**PASSAGE**

------------------------------------------------

If anyone could rightly be called the face of "Harry Potter," it's production designer Stuart Craig, the architect of this fantastical world of author J.K. Rowling. He was there from the beginning to the end of the most successful franchise in movie history that touched off the millennium—and now beyond, participating in the "Wizarding World" theme parks and exhibition of sets that will be permanently housed at Leavesden Film Studios.
But after lovingly building the Hogwarts wizarding school for seven films, the three-time Oscar winner ("The English Patient," "Dangerous Liaisons," and "Gandhi") destroyed it for "The Deathly Hallows -- Part 2" finale, for which he's an Oscar contender once again.
"I think the big challenge for that final film was the battle for Hogwarts," Craig recalls. "David Yates, the director, was very keen to make it large, and we physically thought of new spaces and enlarged the arena for where the series of battles took place. So the courtyard in front of Hogwarts, which goes right back to 'The Sorcerer's Stone,' wasn't really there at all because we shot it on location, and then progressively got bigger through the series of films, and then, finally, we must've added literally to the side of it for one of the major confrontations between Voldemort and Harry. We built the marble staircase and it became 500% bigger than it was originally. And all to provide a stage for the mother of all battles."
But it was the actual destruction of the Hogwarts exterior that required the most imaginative work. To Craig, it was all about making interestingly profiled ruins with solidity and treating the whole thing like a piece of sculpture. And what a sight: the massive remains of destroyed walls, the great entrance, the sun rising behind the smoke.
By contrast, the heavenly encounter between Harry and Dumbledore in limbo at King's Cross provided an opportunity to create an ethereal mood of love and affection. "Because the Leavesden studio was our permanent home, because there was time, because the films were guaranteed to make money, we were in a very privileged position, really, to experiment and to test things, and, initially, that was a big test set to get that overexposed whiteness and yet still retain some definition and detail," he explains. "It was a big, white, physical set but it was enhanced by visual effects, which made it magical in the end."

------------------------------------------------

**INFORMATION SHOWN**

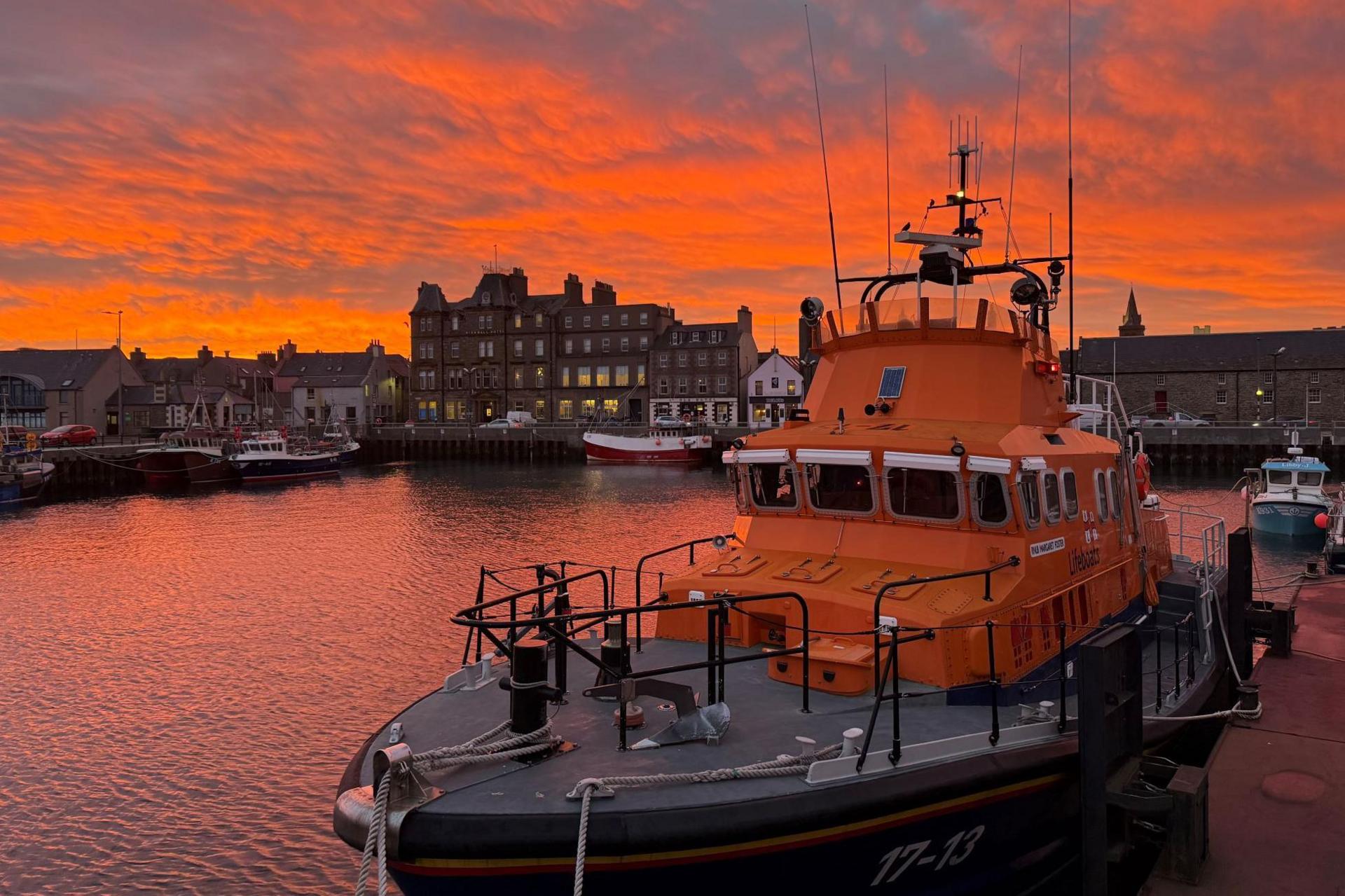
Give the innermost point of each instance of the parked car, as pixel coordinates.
(1177, 420)
(70, 435)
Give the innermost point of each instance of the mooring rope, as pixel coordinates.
(471, 752)
(778, 767)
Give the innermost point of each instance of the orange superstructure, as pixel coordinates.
(970, 464)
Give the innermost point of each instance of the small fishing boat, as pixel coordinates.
(23, 474)
(654, 447)
(1292, 497)
(280, 457)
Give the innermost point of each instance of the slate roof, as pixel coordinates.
(327, 369)
(55, 368)
(1304, 350)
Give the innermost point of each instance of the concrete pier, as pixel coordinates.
(1277, 785)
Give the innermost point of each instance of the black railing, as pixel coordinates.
(558, 625)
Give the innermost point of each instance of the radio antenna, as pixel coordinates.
(826, 177)
(887, 163)
(1070, 137)
(1013, 158)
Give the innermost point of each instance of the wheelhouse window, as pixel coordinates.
(989, 499)
(840, 489)
(1071, 490)
(1051, 492)
(1029, 492)
(773, 486)
(927, 494)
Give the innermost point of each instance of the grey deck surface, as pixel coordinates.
(766, 720)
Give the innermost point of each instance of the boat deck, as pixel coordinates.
(1277, 785)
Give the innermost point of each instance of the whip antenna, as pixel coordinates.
(822, 139)
(1013, 158)
(887, 162)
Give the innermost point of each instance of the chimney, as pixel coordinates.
(603, 294)
(573, 291)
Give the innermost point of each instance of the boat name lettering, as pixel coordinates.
(1047, 546)
(954, 852)
(1084, 558)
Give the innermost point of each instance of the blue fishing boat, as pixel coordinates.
(1292, 495)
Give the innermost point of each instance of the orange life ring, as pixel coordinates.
(1143, 475)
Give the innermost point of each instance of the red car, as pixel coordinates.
(70, 435)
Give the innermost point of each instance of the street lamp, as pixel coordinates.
(121, 416)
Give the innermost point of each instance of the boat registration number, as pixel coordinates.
(956, 850)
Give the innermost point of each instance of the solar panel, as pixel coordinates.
(892, 380)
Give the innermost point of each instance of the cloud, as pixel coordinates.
(245, 172)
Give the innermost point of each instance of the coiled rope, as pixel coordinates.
(779, 767)
(479, 750)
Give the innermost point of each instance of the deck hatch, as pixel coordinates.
(892, 381)
(834, 456)
(949, 463)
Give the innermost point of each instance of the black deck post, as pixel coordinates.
(1239, 595)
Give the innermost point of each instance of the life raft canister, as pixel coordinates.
(1143, 475)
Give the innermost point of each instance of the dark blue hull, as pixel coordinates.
(1005, 840)
(287, 469)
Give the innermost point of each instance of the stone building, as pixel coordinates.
(553, 355)
(1223, 377)
(700, 371)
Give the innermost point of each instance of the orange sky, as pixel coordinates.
(244, 172)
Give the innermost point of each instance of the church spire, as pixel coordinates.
(1131, 324)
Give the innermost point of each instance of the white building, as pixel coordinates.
(773, 388)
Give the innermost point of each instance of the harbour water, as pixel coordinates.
(185, 676)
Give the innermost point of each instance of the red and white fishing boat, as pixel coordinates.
(656, 447)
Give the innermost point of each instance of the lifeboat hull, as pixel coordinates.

------------------------------------------------

**TASK SET**
[1] Answer these questions from the Stuart Craig passage above, one line each:
(a) Where will the exhibition of sets be permanently housed?
(b) Who directed the final film?
(c) How much bigger did the marble staircase become than it was originally?
[2] Using the Stuart Craig passage above, say whether each statement agrees with it, and quote the words that decide it:
(a) Craig won an Oscar for "Gandhi."
(b) The courtyard in front of Hogwarts in "The Sorcerer's Stone" was built as a studio set.
(c) The King's Cross limbo set was created entirely with visual effects.

**ANSWERS TO EACH TASK**
[1]
(a) Leavesden Film Studios
(b) David Yates
(c) 500% bigger

[2]
(a) Yes: "the three-time Oscar winner ("The English Patient," "Dangerous Liaisons," and "Gandhi")"
(b) No: "wasn't really there at all because we shot it on location"
(c) No: "It was a big, white, physical set but it was enhanced by visual effects"